What this task involves: Your answer should repeat the entries in full, exactly as given, with no pictures.

[[ The input, beginning ]]

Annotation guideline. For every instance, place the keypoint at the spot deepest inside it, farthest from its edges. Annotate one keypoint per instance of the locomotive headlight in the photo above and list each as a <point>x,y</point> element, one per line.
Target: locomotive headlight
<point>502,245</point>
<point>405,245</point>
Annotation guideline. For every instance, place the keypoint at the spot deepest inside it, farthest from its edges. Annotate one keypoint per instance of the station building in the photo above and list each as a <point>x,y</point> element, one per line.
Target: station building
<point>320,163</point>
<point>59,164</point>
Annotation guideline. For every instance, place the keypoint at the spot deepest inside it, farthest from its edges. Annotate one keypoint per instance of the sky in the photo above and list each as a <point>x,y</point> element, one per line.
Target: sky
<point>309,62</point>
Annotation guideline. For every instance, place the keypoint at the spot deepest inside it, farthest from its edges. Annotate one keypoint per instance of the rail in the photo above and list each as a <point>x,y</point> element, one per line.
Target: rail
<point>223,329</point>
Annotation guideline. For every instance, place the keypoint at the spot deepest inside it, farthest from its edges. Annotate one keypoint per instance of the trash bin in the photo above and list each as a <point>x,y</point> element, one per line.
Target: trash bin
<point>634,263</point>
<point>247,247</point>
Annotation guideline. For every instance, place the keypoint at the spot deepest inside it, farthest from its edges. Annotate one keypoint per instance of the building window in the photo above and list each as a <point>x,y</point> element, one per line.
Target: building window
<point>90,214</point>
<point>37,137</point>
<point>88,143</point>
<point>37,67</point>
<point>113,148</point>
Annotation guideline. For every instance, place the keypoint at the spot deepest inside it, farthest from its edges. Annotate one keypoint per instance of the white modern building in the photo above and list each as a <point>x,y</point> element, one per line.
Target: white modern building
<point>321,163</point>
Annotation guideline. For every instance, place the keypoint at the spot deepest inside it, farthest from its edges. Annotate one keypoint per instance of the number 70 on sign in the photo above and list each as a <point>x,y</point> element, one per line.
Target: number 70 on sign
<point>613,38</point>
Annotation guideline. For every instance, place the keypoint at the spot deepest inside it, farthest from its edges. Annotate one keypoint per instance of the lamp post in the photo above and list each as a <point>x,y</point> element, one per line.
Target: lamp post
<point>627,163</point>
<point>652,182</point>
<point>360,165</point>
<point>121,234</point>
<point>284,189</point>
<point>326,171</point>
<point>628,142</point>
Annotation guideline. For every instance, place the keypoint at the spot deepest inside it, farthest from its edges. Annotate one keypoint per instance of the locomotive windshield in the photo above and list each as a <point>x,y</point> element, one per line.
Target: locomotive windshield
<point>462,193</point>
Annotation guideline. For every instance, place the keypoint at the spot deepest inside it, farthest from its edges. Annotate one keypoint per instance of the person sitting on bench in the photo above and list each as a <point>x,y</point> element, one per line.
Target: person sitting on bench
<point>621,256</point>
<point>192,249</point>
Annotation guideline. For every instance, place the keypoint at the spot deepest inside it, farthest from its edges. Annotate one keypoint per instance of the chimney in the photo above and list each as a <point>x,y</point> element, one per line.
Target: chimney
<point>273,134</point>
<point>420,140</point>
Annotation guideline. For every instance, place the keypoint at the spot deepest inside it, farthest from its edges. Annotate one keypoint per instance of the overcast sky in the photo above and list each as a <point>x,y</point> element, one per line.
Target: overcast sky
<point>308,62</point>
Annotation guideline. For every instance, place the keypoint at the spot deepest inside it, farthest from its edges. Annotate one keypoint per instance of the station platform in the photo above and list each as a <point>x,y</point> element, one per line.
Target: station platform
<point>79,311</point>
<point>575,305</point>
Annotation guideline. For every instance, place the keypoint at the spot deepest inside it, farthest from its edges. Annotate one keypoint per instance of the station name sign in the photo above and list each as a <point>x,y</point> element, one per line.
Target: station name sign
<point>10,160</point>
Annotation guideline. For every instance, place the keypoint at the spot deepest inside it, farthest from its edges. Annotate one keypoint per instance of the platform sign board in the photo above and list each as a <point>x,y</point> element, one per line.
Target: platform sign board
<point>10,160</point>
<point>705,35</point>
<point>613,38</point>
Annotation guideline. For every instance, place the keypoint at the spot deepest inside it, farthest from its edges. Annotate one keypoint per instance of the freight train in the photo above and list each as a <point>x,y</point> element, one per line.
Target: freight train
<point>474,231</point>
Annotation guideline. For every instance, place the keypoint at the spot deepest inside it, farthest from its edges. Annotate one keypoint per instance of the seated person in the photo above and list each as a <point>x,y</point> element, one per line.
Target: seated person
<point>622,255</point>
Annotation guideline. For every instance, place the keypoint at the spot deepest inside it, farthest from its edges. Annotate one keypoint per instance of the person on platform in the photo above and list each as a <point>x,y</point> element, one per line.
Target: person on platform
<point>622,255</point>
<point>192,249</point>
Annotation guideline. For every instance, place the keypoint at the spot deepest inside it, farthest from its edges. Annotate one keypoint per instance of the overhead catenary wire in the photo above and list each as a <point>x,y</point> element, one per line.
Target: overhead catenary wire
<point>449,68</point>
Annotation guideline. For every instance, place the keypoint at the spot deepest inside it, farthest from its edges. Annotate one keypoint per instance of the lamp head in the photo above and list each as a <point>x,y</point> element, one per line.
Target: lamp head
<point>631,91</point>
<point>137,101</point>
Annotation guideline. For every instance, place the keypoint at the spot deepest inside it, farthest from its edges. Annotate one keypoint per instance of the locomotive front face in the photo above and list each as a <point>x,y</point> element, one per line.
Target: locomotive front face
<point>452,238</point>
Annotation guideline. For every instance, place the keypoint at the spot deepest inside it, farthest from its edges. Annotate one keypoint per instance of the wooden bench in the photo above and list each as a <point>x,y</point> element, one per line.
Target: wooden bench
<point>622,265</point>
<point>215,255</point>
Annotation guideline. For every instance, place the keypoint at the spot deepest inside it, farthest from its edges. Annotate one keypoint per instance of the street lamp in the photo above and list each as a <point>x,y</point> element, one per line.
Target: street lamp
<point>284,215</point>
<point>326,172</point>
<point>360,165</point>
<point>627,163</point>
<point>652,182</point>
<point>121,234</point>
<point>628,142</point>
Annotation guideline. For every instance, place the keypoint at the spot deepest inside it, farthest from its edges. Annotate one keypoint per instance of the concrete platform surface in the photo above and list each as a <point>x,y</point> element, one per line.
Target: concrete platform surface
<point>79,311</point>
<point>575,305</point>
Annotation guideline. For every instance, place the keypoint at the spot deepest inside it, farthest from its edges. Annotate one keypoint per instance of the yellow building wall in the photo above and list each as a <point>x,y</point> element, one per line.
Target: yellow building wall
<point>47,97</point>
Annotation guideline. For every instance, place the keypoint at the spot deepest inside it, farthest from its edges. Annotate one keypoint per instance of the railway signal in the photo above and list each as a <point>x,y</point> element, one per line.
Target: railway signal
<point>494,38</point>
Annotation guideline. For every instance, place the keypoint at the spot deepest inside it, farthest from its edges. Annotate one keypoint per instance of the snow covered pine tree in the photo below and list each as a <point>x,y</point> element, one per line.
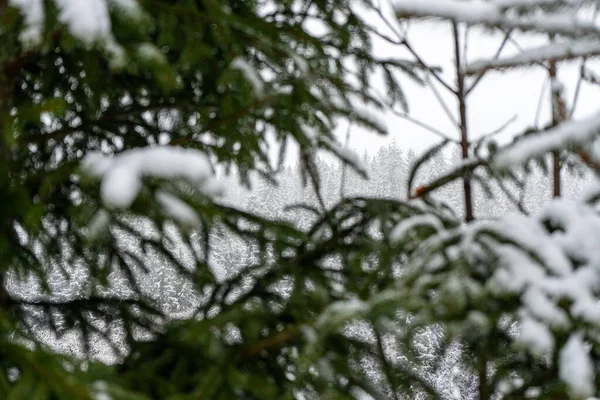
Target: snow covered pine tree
<point>113,114</point>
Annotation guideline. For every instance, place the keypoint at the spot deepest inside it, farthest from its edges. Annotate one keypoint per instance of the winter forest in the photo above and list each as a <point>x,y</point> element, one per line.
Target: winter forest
<point>299,199</point>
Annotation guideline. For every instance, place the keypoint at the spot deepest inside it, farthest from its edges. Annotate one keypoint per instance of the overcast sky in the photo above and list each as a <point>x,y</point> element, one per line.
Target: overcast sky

[[ The input, end ]]

Response area:
Annotation guideline. For every instance, place the keypoint at the spot deepest inside it, farthest from its edges. Annotate one keypoint per instance of the locomotive headlight in the photo above and list each as a <point>x,y</point> element, one per line.
Target: locomotive headlight
<point>502,245</point>
<point>405,245</point>
Annotation guideline. For every instance, place the keypoint at the spot deepest inside it, farthest from its edges. Annotate one keypoint per instance of the station building in the photo above and list each as a <point>x,y</point> element, one per line.
Target: station building
<point>320,163</point>
<point>59,164</point>
Annotation guideline. For every instance, place the keypoint at the spot deepest inside it, farthest from its edges. Annotate one keypoint per instance of the sky in the photo above and list each as a <point>x,y</point> element, one per line.
Target: sky
<point>309,62</point>
Annotation guideline. For every instance, place the keypoint at the spot deepest inside it, farthest from its edges. Annotate one keypoint per instance of the rail in the photo above and list each as a <point>x,y</point> element, one per line.
Target: rail
<point>223,329</point>
Annotation guideline. For every instance, place the keypoint at the spot deepest inside it, farthest from its edges. Annotate one keypoint per instance of the trash bin in the photo above and list each as a <point>x,y</point> element, one per line.
Target: trash bin
<point>634,263</point>
<point>247,247</point>
Annotation guideline. For every instance, place the keypoint at the spot deepest inside it, farthest from its edges. Annotate one keypoint per instance of the building window in the photo above and list each as a <point>x,y</point> element, one per line.
Target: building window
<point>90,214</point>
<point>37,137</point>
<point>88,143</point>
<point>37,67</point>
<point>113,148</point>
Annotation guideline. For every instance, place the keypoint at the spot deepest inside it, farthest from its edges. Annotate one keypoint per instance of the white modern building in the photo above and list each as a <point>x,y</point> element, one per line.
Target: white modern building
<point>321,163</point>
Annotation guideline. For every instance, place the keypoint at the spot deepest inside it, farthest from its edges. Annotate one keypoint per instance of the number 70 on sign in the photo above and list each as a <point>x,y</point> element, one per line.
Target: number 70 on sign
<point>613,38</point>
Annotation guideline. For every instance, place the keypoint at the spot deepest inside it, farthest from its edges. Annotate one keypoint per instance of the lamp post in the photo above and list each as a <point>x,y</point> element, one per line.
Target: lamp post
<point>627,163</point>
<point>652,182</point>
<point>360,165</point>
<point>121,234</point>
<point>284,189</point>
<point>326,171</point>
<point>628,142</point>
Annotation guideline. For every instance, place the keypoint at the spot deepest inside it, farthest from its edges. Annotate one keypoint per instance of the locomotive windshield in the photo above and list each as a <point>x,y</point> element, one per line.
Target: locomotive windshield
<point>462,193</point>
Annotation guideline. For every instance, place the keypoint at the spot deepest inside it, farthest from its edges. Annotate one keypoint per instance of the person sitting on bench in the photo above and list each as a <point>x,y</point> element, one per line.
Target: person sitting on bench
<point>621,256</point>
<point>192,249</point>
Annotation guideline. For every instance, place the keypoint at the spot deepest inside it, farthest from its edges. Annotate one keypoint per instance of the chimney in the photo above and list each as a <point>x,y</point> element, one per line.
Target: chimney
<point>273,134</point>
<point>420,140</point>
Annotation guideline. For every instance, place the keypoint at the spot deepest inside it, farthest from its edges. Annotate one keypoint per instance of the overcast sky in the photo above and list each as a <point>x,y</point> element, one per line.
Target: overcast sky
<point>308,62</point>
Annotation guideline. For every instance, place the keypoint at the spot deepest inside it, farthest from its edges. Annotate one keypoint per instance of the station platform in the photo above and list each as a <point>x,y</point> element, one per line.
Target: station platform
<point>79,311</point>
<point>575,305</point>
Annotation guideline. For every instance, place the keypoint at the spot deepest inside it, farthest from its edges. Annotate one keypoint per instance of the station name sign in the photo above and list each as a <point>x,y</point> element, one per line.
Target: station name sign
<point>10,160</point>
Annotation guideline. For every instance, place the keypoint at the spot deepest inside it, farthest from its edges. Annotate one keypoint per instance of the platform sign board in the photo above and list each as a <point>x,y</point> element, one per line.
Target: platform sign board
<point>10,160</point>
<point>705,35</point>
<point>613,38</point>
Annotation guideline. For every instance, place the keypoint at the spot deepest inside it, farthest from its edges. Annotate one keypoint per instance of the freight train in the photo above and list each as a <point>x,y</point> element, one per line.
Target: freight train
<point>474,231</point>
Annotation guideline. For every instance, place the keypoint at the spot deepest inside it, farthest from its edges. Annotate one keypoint per instance of the seated person in the photo above and list each as a <point>x,y</point> element, one per line.
Target: seated person
<point>622,255</point>
Annotation guideline. For every instance, place the keypoint at the spot deepest inside it, farthest from its edges. Annotate one keypoint per instance of the person on platform in the photo above and list each as a <point>x,y</point> element, one per line.
Target: person on platform
<point>622,255</point>
<point>192,249</point>
Annotation guideline. For every instance, place the keypoint at the spot deepest inside it, farthest from its edges. Annotate one keypoint per instance of the overhead catenary wire in the photo above and list each as a <point>x,y</point> element, one per line.
Target: overhead catenary wire
<point>449,68</point>
Annotation guideline. For every instance, place the keypoint at the spot deepest inside it, farthest from its edges. Annotate one keypoint per instance of the lamp head in the photo above and list each as a <point>x,y</point> element, one per line.
Target: lamp head
<point>631,91</point>
<point>137,101</point>
Annotation guideline. For every instance, place the keypoint at the spot deepest inside it, farthest from its edges. Annotate one keypoint per instance of the locomotive front face in the photo above and list each as a <point>x,y</point> element, one per line.
Target: locomotive front face
<point>452,238</point>
Annotation guideline. For every instance, place the keypoint at the spot deepest inside it, farthest from its edges. Annotate one keypoint per instance of the wooden bench in the photo above and list each as a <point>x,y</point> element, one per line.
Target: wooden bench
<point>622,265</point>
<point>215,255</point>
Annotation guideline. For every instance, place the keypoint at the spot deepest inside it, farthest from its edges. Annotate one keypoint per instance of the street lamp in the photo above and list each as a <point>x,y</point> element, one per line.
Target: street lamp
<point>284,215</point>
<point>326,172</point>
<point>360,165</point>
<point>627,163</point>
<point>652,182</point>
<point>121,234</point>
<point>628,142</point>
Annotation guideline. For every instance, place the keypoint at the spot deepest inside it, farthest from its edges. Annotate one keypoint per instance of the concrete platform surface in the photo above and list each as a <point>x,y</point> element, one per line.
Target: concrete platform surface
<point>79,311</point>
<point>575,305</point>
Annotation guideline. For every instance, place the keypoint at the spot deepest inside it, farthest from its edges. Annotate one keypoint per instance of the yellow building wall in the photo above and list each as a <point>x,y</point> element, one per line.
Target: yellow building wall
<point>47,97</point>
Annotation guideline. For every instance, place the keypoint at the spot deepest inside it, farthest from its edges. Annotate one keypoint per instance of the railway signal in the photo above and list each as a <point>x,y</point> element, one per line.
Target: railway signal
<point>494,38</point>
Annotation guideline. For every instance, place the keypoint at the spot deepest inside it, farthest from its edges. Annotate one keypoint per instance of the snow covered pine tree in the photo below and list each as a <point>x,y</point> element, one per line.
Target: snow covered pine tree
<point>113,114</point>
Annotation guideline. For every instance, place the keypoint at the spot deepest inside it, farthest from its edges. Annotate one keypoint per instance of the winter forest in the photo above and list each as a <point>x,y</point> element, one per line.
Target: winter forest
<point>299,199</point>
Annotation guideline. For every instance, place the keypoint at the spot deepest inside it, farthest from its edges. Annotate one keypoint per instance of the overcast sky in the photo above and list each as a <point>x,y</point> element, one per line.
Target: overcast sky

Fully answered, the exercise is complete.